[Directions]
According to the article on Spokane's reserves, how much would the plan on Monday's committee agenda take from the Workers' Compensation Fund?

Spokane eyes $1.5M in reserves amid uptick in lawsuits, unemployment claims

(The Center Square) – Facing multiple lawsuits, workers’ compensation, and unemployment claims, the Spokane City Council is considering pulling $1.55 million from its reserves to settle before it’s too late.
Chief Financial Officer Matt Boston told the council on Monday that the risk management, workers’ and unemployment compensation funds are all experiencing higher activity than anticipated. The city must pay out the claims within a specific time, but each of the three funds has already exhausted its budget.
To get through the end of the year, the city may need to draw on its reserves to make ends meet. Late payments could mean additional penalties or litigation against the city, according to Monday’s agenda.
“This isn’t coming from a general fund reserve,” Boston responded to Councilmember Michael Cathcart amid concerns over Spokane’s bond rating. “This is coming from those specific, self-insured reserves.”
The city is facing a general fund deficit ahead of next year that Boston and Mayor Lisa Brown placed at $13.4 million during the council’s latest budget meeting in July. Brown took over in 2024 after the previous administration relied on one-time funds and reserves to navigate challenges during the pandemic.
From 2019 to 2024, the city’s general fund shrank by more than $20 million while also accumulating a roughly $25 million deficit by the time Brown assumed office. After balancing that last winter, she now faces another hole, but tapping reserves this time could result in the city paying higher interest rates.
The general fund doesn’t have much to spare, as Boston also requested on Monday that the council transfer $2 million from that account to another responsible for the city’s monthly jail costs. Brown and the last mayor already left that one insolvent, so it doesn’t have the reserves that these three other funds do.
Monday’s committee agenda included a plan to pull $500,000 from reserves in the Risk Management Fund, $800,000 from that in the Workers’ Compensation Fund and $250,000 from the Unemployment Compensation Fund. Each can afford the hit, but the latter will experience the most significant impact.

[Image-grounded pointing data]

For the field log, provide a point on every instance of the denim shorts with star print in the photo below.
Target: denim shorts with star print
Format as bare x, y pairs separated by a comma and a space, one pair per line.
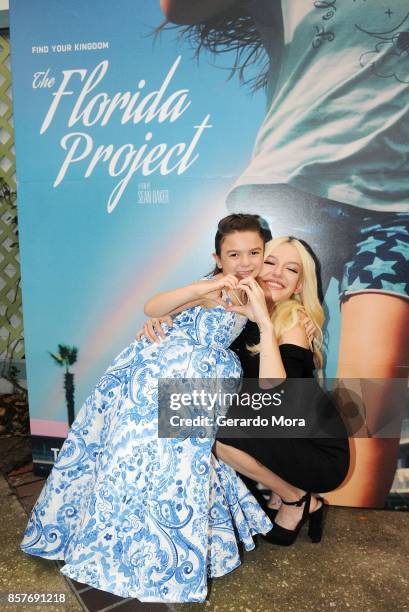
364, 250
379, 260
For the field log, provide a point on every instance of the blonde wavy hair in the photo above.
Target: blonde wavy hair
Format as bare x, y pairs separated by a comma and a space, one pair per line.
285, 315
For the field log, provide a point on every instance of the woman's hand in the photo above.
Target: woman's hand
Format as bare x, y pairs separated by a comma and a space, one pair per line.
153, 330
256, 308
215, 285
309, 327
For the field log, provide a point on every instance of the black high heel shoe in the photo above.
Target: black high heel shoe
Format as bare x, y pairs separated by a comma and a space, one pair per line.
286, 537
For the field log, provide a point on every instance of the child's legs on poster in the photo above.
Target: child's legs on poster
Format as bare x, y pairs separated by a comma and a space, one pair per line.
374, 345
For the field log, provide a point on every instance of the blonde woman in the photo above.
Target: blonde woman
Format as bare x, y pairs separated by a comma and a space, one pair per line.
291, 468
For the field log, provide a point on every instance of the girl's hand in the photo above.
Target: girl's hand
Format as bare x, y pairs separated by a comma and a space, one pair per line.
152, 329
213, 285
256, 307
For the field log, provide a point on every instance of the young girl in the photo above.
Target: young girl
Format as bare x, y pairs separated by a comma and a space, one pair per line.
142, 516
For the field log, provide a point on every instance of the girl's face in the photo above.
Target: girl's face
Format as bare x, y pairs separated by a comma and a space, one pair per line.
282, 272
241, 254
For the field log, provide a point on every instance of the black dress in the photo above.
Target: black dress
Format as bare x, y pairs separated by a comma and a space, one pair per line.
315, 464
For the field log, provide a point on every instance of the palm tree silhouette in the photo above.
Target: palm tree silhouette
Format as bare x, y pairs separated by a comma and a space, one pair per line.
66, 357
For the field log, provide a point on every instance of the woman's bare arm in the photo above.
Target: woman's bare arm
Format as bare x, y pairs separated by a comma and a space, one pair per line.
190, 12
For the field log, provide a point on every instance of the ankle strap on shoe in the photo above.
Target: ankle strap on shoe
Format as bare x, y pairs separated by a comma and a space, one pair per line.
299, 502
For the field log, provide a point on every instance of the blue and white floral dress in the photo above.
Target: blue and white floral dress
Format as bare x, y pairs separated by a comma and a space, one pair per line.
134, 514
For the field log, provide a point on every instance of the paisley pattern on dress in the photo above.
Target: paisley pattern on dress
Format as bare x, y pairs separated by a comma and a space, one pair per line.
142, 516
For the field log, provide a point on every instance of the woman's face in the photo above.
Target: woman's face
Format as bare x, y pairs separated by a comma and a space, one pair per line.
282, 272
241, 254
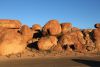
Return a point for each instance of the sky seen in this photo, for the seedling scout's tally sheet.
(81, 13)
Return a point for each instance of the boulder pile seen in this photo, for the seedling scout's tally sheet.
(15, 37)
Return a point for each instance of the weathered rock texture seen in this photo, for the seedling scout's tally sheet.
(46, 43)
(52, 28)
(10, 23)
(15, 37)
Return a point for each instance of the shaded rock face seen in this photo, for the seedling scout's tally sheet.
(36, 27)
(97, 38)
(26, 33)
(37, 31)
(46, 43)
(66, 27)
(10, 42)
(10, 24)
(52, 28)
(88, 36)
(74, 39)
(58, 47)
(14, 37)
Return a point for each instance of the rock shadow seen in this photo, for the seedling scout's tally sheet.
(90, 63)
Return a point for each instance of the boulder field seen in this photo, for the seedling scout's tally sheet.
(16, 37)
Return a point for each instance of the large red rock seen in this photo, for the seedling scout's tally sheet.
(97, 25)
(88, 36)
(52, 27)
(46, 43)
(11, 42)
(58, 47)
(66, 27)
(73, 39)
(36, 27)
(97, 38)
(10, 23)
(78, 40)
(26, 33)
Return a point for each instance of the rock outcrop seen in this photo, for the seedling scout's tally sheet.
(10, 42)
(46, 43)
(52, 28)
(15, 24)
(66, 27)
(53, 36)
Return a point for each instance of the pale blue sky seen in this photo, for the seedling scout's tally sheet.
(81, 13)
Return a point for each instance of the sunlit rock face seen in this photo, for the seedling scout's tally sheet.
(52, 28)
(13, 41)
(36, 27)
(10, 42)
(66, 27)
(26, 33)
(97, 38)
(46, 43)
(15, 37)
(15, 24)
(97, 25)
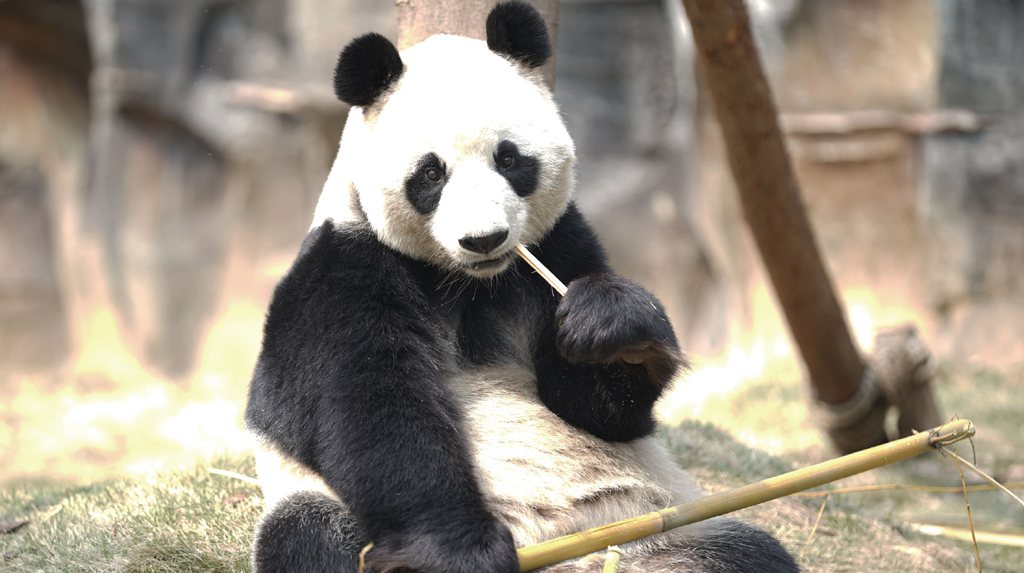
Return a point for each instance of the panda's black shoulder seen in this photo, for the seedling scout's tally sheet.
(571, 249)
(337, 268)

[Task result]
$800,000